Stated exercise:
Give back the line where "Kindly put a point on every instance of the iron" appears and all the lines after it until the listing ends, unchanged and with nothing else.

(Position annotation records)
[Begin]

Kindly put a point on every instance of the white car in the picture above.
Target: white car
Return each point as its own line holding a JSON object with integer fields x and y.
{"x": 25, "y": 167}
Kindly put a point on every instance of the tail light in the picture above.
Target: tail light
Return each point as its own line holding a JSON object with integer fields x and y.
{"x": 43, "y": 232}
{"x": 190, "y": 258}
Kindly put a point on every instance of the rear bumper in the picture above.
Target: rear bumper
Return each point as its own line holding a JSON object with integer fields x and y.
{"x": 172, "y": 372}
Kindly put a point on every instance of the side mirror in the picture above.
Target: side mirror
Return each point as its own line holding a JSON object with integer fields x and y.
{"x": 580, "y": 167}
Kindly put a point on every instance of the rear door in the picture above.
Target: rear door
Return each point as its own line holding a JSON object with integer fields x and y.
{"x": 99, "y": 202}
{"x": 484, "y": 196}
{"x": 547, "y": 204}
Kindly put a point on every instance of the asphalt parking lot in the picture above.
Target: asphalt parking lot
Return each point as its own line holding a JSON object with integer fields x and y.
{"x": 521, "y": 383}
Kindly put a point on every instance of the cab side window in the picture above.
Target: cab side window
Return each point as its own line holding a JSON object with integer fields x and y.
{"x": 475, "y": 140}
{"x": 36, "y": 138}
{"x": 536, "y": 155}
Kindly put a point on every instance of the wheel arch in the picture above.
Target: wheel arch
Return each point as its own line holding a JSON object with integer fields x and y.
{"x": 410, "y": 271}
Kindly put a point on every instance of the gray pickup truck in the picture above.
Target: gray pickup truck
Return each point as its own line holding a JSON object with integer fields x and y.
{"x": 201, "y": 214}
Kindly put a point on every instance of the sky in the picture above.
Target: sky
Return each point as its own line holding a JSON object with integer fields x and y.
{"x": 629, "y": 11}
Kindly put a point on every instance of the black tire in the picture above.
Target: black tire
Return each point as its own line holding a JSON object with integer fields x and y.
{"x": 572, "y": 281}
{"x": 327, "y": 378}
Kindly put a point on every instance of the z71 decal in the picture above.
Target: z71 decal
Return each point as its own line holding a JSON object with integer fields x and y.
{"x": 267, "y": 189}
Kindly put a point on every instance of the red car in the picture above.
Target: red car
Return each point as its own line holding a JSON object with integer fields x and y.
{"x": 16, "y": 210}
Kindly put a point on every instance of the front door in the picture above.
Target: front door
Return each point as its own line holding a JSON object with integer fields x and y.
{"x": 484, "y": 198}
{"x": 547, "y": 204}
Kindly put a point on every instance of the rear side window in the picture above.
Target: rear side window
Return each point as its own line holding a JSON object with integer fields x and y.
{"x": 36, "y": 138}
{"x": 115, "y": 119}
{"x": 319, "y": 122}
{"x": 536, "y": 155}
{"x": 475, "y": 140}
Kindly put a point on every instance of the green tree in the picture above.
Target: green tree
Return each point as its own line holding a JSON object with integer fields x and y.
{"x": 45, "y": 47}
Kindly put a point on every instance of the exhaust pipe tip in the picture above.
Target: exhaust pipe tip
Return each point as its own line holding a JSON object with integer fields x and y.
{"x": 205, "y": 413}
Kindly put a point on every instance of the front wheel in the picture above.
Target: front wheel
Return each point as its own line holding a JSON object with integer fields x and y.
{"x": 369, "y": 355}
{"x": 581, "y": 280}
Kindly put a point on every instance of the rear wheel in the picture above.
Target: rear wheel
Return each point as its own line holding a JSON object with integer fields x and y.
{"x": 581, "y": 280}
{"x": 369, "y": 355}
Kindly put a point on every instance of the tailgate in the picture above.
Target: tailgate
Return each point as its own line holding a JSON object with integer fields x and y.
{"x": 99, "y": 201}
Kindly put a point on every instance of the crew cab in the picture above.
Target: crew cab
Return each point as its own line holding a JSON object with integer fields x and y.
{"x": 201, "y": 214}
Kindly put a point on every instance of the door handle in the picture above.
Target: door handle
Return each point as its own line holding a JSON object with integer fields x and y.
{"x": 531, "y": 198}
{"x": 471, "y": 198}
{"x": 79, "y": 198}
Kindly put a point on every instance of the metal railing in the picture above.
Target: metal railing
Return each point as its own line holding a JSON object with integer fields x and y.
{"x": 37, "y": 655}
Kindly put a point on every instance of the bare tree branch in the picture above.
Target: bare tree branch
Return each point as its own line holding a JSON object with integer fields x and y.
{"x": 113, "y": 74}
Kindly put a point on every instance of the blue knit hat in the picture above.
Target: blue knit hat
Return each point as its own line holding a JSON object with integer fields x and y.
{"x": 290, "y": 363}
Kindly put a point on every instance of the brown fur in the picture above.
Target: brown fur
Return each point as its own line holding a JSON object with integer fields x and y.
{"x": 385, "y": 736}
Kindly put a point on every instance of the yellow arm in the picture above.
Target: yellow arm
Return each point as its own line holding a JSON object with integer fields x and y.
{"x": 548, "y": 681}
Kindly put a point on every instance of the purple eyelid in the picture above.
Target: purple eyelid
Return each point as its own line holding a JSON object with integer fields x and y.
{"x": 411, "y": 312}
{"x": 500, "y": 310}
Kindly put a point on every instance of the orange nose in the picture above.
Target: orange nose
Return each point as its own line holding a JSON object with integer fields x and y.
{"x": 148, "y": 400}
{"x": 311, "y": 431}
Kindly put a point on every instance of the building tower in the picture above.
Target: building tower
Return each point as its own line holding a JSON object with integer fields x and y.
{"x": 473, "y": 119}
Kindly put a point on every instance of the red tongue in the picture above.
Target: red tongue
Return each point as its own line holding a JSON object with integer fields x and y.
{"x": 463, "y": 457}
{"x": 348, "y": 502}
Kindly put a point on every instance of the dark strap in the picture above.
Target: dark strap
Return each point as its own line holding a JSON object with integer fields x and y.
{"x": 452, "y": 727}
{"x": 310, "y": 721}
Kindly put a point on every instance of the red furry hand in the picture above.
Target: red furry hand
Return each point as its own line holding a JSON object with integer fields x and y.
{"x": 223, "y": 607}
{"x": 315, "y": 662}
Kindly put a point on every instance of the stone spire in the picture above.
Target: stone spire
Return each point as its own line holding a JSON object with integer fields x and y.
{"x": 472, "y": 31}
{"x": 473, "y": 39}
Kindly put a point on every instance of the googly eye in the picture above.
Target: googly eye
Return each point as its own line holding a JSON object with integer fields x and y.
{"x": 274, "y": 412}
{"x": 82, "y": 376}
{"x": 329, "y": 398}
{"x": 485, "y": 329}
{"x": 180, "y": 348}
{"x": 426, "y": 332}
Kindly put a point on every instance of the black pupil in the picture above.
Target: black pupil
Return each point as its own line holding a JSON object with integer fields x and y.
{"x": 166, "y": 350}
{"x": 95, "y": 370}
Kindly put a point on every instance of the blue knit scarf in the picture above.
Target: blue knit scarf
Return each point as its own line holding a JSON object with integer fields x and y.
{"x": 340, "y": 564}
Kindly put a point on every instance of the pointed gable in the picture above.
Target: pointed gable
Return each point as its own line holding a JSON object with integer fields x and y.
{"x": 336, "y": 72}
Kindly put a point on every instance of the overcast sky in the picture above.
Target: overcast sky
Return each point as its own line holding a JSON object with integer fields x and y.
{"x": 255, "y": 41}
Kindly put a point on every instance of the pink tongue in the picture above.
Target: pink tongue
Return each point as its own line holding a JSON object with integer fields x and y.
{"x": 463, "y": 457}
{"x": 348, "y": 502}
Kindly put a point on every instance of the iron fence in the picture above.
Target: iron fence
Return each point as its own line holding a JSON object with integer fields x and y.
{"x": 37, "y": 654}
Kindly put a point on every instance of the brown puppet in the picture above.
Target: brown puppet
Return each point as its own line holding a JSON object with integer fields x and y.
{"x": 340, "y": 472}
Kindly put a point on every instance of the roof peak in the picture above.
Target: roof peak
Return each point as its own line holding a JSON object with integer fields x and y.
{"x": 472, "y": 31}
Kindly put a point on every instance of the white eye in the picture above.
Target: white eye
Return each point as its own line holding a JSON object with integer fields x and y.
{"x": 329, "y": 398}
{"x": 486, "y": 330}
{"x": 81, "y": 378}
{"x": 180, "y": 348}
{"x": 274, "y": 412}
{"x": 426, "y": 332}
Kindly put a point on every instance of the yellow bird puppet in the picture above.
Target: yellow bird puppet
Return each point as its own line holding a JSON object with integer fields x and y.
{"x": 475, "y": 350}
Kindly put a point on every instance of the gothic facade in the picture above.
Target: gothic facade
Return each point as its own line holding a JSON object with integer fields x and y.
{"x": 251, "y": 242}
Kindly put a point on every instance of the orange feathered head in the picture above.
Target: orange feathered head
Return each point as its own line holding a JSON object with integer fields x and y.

[End]

Written reply:
Kindly put a point on every instance of the iron fence in the picture above.
Target: iron fence
Return each point as its own line holding a JSON object with integer fields x and y.
{"x": 37, "y": 654}
Kindly put a point on every instance of the brown puppet in the picture above.
Target: brown puppet
Return each point as its own line holding a JSON object with integer fields x and y.
{"x": 340, "y": 472}
Kindly put a point on every instance of the roof peak in the picture above.
Target: roof peak
Return each point as its own line holding a JSON object with integer fields x and y.
{"x": 472, "y": 31}
Kindly put a point on every instance of the white eye in the picture above.
Target: white eye
Return each point as its own line holding a JSON object with integer fields x and y.
{"x": 329, "y": 398}
{"x": 486, "y": 330}
{"x": 81, "y": 378}
{"x": 180, "y": 348}
{"x": 274, "y": 412}
{"x": 426, "y": 332}
Kindly put a point on every instance of the yellow bird puppet in the picture above.
Target: yellow bird puppet
Return each point as its own line holding a JSON object with integer fields x and y.
{"x": 475, "y": 350}
Kindly put a point on every instance of the gothic facade in the picture above.
Target: gothic facade
Return each point as its own line holding a JSON object with integer fields x and y.
{"x": 251, "y": 242}
Kindly put a point on every instance of the orange feathered head in the picture above.
Target: orange feathered head
Return each point as its own line holding a JSON object with integer fields x and y.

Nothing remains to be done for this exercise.